Série d'exercices →
- 1) Relevez, dans l'ordre où ils apparaissent, tous les sigles formés de plusieurs lettres majuscules que contient l'extrait sur le glyphosate.
- 2) Recopiez à l'identique le passage de l'extrait sur le glyphosate situé entre « Je trouve que » et « précise Nicolas Thierry. », ces deux bornes comprises.

── Extrait choisi

La position de la France, première puissance agricole de l'UE et premier bénéficiaire de la politique agricole commune, est scrutée. Le pays cherche encore à amender la proposition de la Commission, car la FNSEA, le syndicat agricole majoritaire, affirme ne pas pouvoir se passer du désherbant.

"Il y a toujours des négociations qui sont en cours et la France pèse de tout son poids pour que la copie européenne puisse tenir compte des remarques françaises", a déclaré mercredi le porte-parole du gouvernement, Olivier Véran. "Nous avons un objectif: sortir du glyphosate", et "nous voulons que ce soit effectif et opérationnel dès lors qu'il existe une alternative au glyphosate", a-t-il ajouté à l'AFP.

"Un problème sanitaire" 

Cette déclaration ne convainc pas Nicolas Thierry, député girondin du parti Europe écologie-les verts.

Je trouve que la position du gouvernement est incompréhensible. Ils savent que c'est un problème sanitaire qui interroge le grand public mais ils ont aussi l'oreille du lobby de l'agro-chimie.

Nicolas Thierry, député de Gironde (EELV)

A rédaction web France 3 Aquitaine

 "Le glyphosate est la pierre angulaire de toute l'industrie agro-chimique. Le remettre en cause, c'est accepter de sortir de notre modèle agricole intensif", indique le député. Au moment des tractations à Bruxelles, le parlementaire a l'impression que Paris va couper la poire en deux par rapport à la proposition de la commission. "Je pense que le gouvernement négocie cinq ans de prolongation", précise Nicolas Thierry.

────
── Informations sources

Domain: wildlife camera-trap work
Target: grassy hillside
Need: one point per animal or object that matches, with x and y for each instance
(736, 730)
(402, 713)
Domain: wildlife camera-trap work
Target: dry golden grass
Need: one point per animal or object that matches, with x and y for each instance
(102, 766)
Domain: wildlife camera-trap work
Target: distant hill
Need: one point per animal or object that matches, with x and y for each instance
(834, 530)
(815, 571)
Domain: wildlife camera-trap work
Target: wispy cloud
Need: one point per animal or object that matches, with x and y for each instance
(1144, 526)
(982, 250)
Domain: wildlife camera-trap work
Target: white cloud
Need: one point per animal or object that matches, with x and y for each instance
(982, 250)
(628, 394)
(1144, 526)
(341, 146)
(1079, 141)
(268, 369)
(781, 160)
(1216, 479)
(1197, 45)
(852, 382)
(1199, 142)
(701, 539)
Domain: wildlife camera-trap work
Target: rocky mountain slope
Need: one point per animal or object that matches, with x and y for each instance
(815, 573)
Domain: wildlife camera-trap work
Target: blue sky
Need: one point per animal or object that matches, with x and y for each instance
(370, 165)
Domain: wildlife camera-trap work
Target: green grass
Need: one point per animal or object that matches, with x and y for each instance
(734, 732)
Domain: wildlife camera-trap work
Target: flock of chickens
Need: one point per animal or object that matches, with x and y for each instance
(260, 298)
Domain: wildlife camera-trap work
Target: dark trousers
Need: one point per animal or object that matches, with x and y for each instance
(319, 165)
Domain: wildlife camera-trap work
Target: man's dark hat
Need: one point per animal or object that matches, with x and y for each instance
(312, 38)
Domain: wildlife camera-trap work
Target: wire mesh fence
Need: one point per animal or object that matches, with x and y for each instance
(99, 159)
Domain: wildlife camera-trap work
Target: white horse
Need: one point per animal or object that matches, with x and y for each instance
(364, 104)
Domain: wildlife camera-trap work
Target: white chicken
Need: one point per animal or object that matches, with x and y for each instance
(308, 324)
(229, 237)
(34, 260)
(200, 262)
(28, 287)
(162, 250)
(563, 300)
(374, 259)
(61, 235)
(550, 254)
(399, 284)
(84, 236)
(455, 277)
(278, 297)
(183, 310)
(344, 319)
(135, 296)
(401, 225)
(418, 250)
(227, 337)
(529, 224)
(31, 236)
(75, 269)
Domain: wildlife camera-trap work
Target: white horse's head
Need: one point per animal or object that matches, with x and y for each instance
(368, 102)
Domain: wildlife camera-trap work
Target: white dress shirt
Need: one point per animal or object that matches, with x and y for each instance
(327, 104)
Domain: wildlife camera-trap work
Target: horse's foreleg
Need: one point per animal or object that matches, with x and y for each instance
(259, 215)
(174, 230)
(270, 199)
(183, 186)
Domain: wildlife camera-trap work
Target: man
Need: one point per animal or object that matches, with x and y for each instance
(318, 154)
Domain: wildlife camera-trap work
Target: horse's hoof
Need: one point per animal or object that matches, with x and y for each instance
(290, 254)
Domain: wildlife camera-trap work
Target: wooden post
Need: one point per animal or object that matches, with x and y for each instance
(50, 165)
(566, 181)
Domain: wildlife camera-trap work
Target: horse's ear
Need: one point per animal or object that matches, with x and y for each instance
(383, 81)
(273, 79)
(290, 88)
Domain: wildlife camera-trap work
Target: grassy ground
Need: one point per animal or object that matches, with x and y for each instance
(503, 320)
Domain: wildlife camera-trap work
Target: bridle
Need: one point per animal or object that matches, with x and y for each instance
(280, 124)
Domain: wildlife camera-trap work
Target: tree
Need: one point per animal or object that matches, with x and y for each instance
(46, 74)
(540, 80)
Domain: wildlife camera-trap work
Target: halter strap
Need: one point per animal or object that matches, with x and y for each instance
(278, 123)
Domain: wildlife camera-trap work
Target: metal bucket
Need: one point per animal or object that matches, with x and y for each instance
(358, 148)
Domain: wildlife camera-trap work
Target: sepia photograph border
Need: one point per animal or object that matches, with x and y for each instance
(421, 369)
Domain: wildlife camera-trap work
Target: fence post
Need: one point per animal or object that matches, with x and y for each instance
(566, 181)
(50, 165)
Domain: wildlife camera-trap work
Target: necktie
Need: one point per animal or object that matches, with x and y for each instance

────

Réponses détaillées →
- 1) UE, FNSEA, AFP, EELV

- 2)
Je trouve que la position du gouvernement est incompréhensible. Ils savent que c'est un problème sanitaire qui interroge le grand public mais ils ont aussi l'oreille du lobby de l'agro-chimie.

Nicolas Thierry, député de Gironde (EELV)

A rédaction web France 3 Aquitaine

 "Le glyphosate est la pierre angulaire de toute l'industrie agro-chimique. Le remettre en cause, c'est accepter de sortir de notre modèle agricole intensif", indique le député. Au moment des tractations à Bruxelles, le parlementaire a l'impression que Paris va couper la poire en deux par rapport à la proposition de la commission. "Je pense que le gouvernement négocie cinq ans de prolongation", précise Nicolas Thierry.